- **PROBLEM TO SOLVE**:
The records must be duplicated exactly, with every picture left out.

===== GIVEN INFORMATION

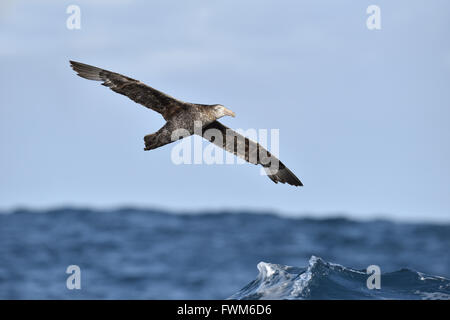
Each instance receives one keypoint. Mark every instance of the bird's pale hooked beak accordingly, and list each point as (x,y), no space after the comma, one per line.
(230,113)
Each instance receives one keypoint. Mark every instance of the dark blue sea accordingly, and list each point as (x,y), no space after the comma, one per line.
(151,254)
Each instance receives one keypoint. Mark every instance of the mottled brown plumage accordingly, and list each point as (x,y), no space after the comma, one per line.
(184,115)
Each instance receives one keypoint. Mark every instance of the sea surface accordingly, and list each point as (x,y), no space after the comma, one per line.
(152,254)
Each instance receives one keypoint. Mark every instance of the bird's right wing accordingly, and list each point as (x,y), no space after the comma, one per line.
(133,89)
(250,151)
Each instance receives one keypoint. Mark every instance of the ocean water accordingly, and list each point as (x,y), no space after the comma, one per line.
(151,254)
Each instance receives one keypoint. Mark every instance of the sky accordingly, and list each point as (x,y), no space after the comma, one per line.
(363,115)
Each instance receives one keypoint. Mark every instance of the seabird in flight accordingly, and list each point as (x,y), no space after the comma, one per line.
(184,115)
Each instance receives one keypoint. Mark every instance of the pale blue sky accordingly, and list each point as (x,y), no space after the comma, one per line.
(363,115)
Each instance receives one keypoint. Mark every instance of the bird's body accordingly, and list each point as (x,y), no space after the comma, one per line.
(180,115)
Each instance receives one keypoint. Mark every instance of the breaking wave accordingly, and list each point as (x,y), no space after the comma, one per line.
(325,280)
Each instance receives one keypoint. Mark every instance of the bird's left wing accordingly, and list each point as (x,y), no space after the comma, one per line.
(250,151)
(135,90)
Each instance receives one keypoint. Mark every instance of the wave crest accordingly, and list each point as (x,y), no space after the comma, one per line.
(325,280)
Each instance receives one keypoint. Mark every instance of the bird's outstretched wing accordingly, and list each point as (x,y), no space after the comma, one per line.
(133,89)
(250,151)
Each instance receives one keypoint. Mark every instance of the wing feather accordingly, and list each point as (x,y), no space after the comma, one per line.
(251,152)
(133,89)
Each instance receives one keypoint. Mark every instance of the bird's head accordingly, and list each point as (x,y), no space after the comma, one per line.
(220,111)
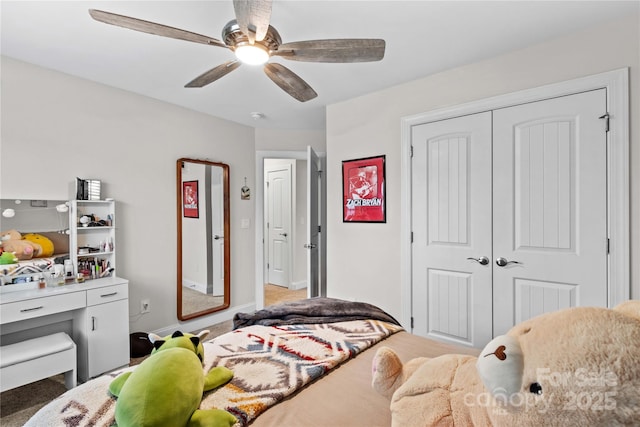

==========

- **WRITTEN SOLUTION**:
Each instance receives one keypoint. Mark every instance of the bird's pale hooked beak accordingly, and list each point as (x,y), no space after the comma, one per line.
(230,113)
Each instance receives one keypoint. Mark every instance of the dark blue sea accordingly, and list each point as (x,y), no space after the comma, one per line.
(151,254)
Each instance receives one keypoint. Mark every instance of the mottled brown plumage accordingly, and list each point as (x,y), no space after the comma, one per line.
(184,115)
Each instance receives one keypoint. Mark every instance of the sea surface accordingly, and list each point as (x,y), no space after the comma, one per line.
(152,254)
Each instance receives one keypoint. Mark every instance of the bird's right wing accordingly, and list each point as (x,y), no space after the comma, one per line.
(133,89)
(250,151)
Each instance receives one keypoint. Mark every instance of the ocean water accordingly, and list each point as (x,y), no space after the comma, one per line.
(151,254)
Each instance receives one keypoint. Mark every instance of the sky accordingly, and list each point as (x,y), no space after the comma, one per line.
(363,115)
Each instance receives one keypoint. Mark every instance of the seabird in flight accordingly, and list each point as (x,y), no space after the comma, one per line.
(184,115)
Each instance receives one keypoint. Mark every instance of the pale blue sky accordingly, and list each point as (x,y), no space after the comma, one per line.
(363,115)
Each instance receives one keypoint. Mark every instance of the bird's body accordingly, and list each point as (x,y), no space after the comma, one per line.
(180,115)
Each instance receives one keypoint. Mark every instance of the breaking wave accordingly, and list each point as (x,y), no space after the comma, one per line.
(325,280)
Each instance receives one keypoint. Mark every instance of the bird's left wing accordingly, and list each point as (x,y), no space after the comma, one per line.
(250,151)
(135,90)
Each instance receives one keypoint. Mark every instance of the wave crest accordingly, and list each point as (x,y), no space after the comma, one per line.
(325,280)
Each instance receives one keypoint. Mark every instance of the bird's outstretched wing accordingly, and list each point as (x,y), no space after the comma, one per line.
(133,89)
(250,151)
Each instance receives one keypoint. Mark every instance of the wing feather accordingly, and list each point as (x,y), no space after the comma, one per line.
(251,152)
(133,89)
Each instance receives one keypoint. Mark every instance of the bird's head accordingly, and list each point as (x,y), no space after the comma, one per line.
(220,111)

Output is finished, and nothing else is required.